• [Material for the task]:
────────

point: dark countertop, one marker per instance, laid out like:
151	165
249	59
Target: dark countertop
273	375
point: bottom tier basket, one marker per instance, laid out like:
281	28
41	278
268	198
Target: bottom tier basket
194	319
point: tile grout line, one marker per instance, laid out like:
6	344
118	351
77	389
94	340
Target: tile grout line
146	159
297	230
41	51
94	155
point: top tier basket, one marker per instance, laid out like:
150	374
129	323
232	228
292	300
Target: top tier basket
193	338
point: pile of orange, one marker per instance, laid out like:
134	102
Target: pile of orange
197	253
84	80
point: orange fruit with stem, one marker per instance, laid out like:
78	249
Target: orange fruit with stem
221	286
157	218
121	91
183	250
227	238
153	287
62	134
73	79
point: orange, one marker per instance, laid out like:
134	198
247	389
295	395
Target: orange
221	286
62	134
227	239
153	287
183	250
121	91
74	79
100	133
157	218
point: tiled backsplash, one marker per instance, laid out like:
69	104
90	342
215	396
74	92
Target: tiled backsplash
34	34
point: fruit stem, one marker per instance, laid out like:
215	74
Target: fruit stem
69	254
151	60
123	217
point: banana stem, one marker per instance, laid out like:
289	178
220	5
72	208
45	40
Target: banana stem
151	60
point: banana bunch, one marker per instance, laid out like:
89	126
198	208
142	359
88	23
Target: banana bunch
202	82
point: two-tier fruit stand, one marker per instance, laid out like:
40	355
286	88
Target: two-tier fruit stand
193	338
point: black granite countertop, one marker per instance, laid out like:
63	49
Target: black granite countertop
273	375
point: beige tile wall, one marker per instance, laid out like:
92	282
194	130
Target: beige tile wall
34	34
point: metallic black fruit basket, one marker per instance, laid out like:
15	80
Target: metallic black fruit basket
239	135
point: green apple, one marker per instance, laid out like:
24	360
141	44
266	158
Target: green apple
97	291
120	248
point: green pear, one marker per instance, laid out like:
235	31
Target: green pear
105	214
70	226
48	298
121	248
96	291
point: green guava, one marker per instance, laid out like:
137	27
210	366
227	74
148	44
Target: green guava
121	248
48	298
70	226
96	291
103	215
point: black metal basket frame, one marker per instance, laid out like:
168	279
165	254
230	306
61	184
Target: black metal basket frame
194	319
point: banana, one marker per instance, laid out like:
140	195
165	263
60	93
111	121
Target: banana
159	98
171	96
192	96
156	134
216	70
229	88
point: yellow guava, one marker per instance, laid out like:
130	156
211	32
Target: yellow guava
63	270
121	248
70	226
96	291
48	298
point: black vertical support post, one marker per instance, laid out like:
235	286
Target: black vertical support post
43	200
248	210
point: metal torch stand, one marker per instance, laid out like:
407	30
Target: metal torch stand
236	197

────────

• [Problem description]:
Could you give again exactly the lines from the line containing "point: green guava, one" through the final line of the data above, and no others?

• [Solution to the exercise]:
point: green guava, one marker per instance, laid out like:
137	27
210	366
227	74
148	44
Target: green guava
121	248
48	298
70	226
96	291
103	215
point: black metal basket frame, one marker per instance, laid out like:
168	279
165	254
230	306
61	184
Target: black metal basket frame
194	319
point: banana, one marker per instance, laid out like:
140	195
165	263
60	93
111	121
Target: banana
159	98
171	96
192	96
156	134
216	70
229	88
point: yellow guava, one marker per instance, laid out like:
130	156
211	32
Target: yellow guava
63	270
121	248
70	226
96	291
48	298
point: black vertical support post, one marker per instance, laid out like:
235	286
Target: black vertical support post
43	200
248	210
point: metal torch stand, one marker per instance, laid out like:
407	30
Target: metal torch stand
236	197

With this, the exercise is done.